> **EXERCÍCIOS PROPOSTOS**
**A)** No texto sobre a segunda abolição, há quantos anos o secretário diz que foi negada a inserção dos negros?
**B)** Prossiga com o texto sobre a segunda abolição, começando logo após a última frase apresentada.

Dirigente petista prevê "segunda abolição"

Martvs refere-se à eleição de Luiz Inácio Lula da Silva e à criação, pelo governo federal, da Secretaria Especial de Políticas de Promoção da Igualdade Racial, que deverá trazer avanços significativos no combate ao racismo e na correção de distorções históricas na questão racial.

Nesta entrevista, o secretário comenta sobre avanços já alcançados pelo governo e suas expectativas para o futuro. Martvs aproveita para pedir que Estados e municípios administrados pelo PT acompanhem o movimento do governo federal, criando seus próprios organismos de igualdade racial. Leia a seguir:

O sr. acredita que o próximo 13 de maio, dia da Abolição da Escravatura, terá uma nova conotação neste ano, já que temos um governo federal preocupado com a questão racial e um organismo com status de ministério para a luta contra o racismo?

Sem dúvida muda muito. A instalação da Secretaria Especial de Políticas de Promoção da Igualdade Racial é como uma segunda abolição e, desta vez, corrigida. Esta segunda abolição vem exatamente pelo fato de este governo estar implementando uma política voltada para os negros e negras do Brasil e que vai permitir efetivamente a entrada desses negros no sistema de governo, no sistema educacional, de trabalho. Vai permitir a inserção que foi negada 115 anos atrás.

> **DADOS FORNECIDOS**
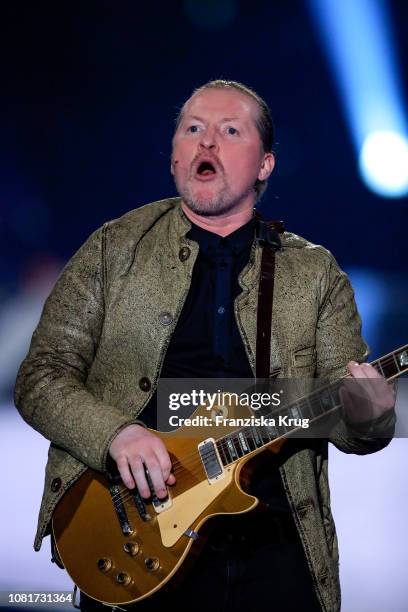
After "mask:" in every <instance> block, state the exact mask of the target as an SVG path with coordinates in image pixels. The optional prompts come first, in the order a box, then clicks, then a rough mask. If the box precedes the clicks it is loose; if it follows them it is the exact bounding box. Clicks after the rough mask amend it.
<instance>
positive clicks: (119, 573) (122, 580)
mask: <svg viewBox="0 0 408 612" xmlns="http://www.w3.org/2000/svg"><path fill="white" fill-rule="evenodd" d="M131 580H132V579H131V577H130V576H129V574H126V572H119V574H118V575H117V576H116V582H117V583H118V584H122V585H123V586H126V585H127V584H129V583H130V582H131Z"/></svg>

...

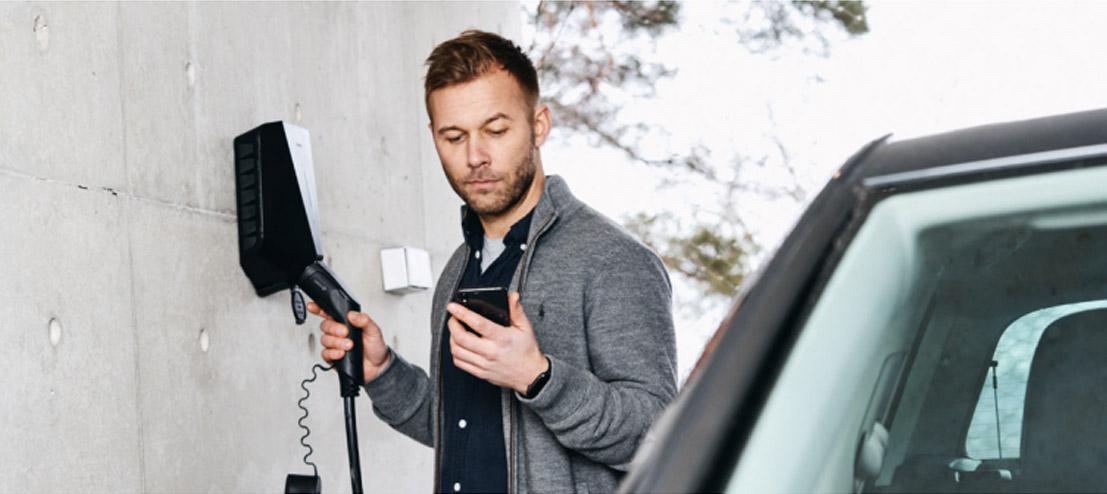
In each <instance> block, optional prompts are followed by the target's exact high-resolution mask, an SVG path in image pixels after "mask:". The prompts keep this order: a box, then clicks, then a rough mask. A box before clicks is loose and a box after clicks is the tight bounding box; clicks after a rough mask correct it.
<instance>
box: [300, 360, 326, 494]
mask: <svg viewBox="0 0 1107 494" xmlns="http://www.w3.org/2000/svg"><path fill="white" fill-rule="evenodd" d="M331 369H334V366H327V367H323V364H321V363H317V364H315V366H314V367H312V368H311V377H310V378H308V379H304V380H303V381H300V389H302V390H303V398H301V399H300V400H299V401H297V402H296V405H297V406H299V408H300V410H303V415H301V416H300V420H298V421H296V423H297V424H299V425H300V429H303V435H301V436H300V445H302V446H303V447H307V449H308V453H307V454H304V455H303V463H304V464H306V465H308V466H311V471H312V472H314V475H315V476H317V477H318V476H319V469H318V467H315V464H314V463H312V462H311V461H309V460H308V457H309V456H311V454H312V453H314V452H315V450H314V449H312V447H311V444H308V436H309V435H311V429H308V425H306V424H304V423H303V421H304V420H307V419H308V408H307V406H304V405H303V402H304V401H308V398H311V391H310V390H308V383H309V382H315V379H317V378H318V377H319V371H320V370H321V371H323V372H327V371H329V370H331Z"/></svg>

* * *

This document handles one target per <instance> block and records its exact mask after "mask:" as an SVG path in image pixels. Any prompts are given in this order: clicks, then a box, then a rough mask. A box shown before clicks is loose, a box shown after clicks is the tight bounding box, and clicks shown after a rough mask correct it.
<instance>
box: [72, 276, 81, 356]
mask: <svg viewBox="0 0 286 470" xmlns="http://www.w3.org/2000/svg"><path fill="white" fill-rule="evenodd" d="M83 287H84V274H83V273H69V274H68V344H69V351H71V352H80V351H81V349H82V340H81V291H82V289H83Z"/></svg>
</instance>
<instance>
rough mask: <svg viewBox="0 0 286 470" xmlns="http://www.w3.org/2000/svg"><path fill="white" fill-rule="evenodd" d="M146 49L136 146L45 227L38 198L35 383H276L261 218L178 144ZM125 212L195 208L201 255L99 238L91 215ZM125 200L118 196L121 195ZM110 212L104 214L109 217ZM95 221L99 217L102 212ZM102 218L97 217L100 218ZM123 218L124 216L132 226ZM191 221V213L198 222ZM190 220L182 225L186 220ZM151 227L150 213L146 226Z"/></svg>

> **RESPOSTAS DADAS**
**A)** Há 115 anos.

**B)**
Porque a abolição foi apenas um ato formal, que deu liberdade aos escravos, mas não lhes deu o que comer nem onde dormir. O que temos de novidade, 115 anos depois, é que hoje nós temos condição efetiva de possibilitar à população brasileira um novo formato de inserção. E esse formato está sendo dado pelo governo do presidente Lula.

Em que medida essa inserção será possível em apenas quatro anos?

Já existem alguns sinais. O primeiro deles, o presidente Lula deu muito antes da decretação da criação da secretaria, que foi o decreto que aprovou a inserção, no currículo escolar, da história da África. Isso é necessário porque, hoje, as crianças e os jovens negros que vão para a escola não têm uma referência positiva de seus ancestrais.

A historiografia e os meios de comunicação de uma forma geral retratam o negro apenas nas suas posições subalternas, sem levar em conta que, antes de virem pra cá, assim como outras raças, os africanos também tinham uma forma de desenvolvimento econômico, social, político, religioso. Mas o que é trazido é que eles vieram pra cá como escravos, que brigavam muito lá, uns pegavam os outros, vendiam, colocavam dentro do navio negreiro e vinham pra cá. Mas não é isso. Trata-se de uma civilização que, até que digam o contrário, é o berço do mundo.

A África é o berço do mundo. E precisava ser estudada e referenciada tanto quanto a Europa, o Oriente Médio e outros continentes que estudamos obrigatoriamente no currículo escolar. Então eu acho que essa primeira iniciativa do presidente, de inserir a história da África no currículo escolar, de maneira que as pessoas, independente de sua condição de raça e cor, venham a valorizar o continente africano e seus descendentes, esse é o primeiro passo.

Quando isso será implementado?

O decreto já foi assinado e está para ser implementado. A Secretaria de Promoção de Igualdade Racial tem o papel de, junto com o MEC, fazer com que essa implementação ocorra o mais rápido possível. Este é um pequeno passo para que, sem muito estardalhaço, mudemos a mentalidade das pessoas. E a correção dessa desigualdade racial passa necessariamente pela mudança de mentalidade.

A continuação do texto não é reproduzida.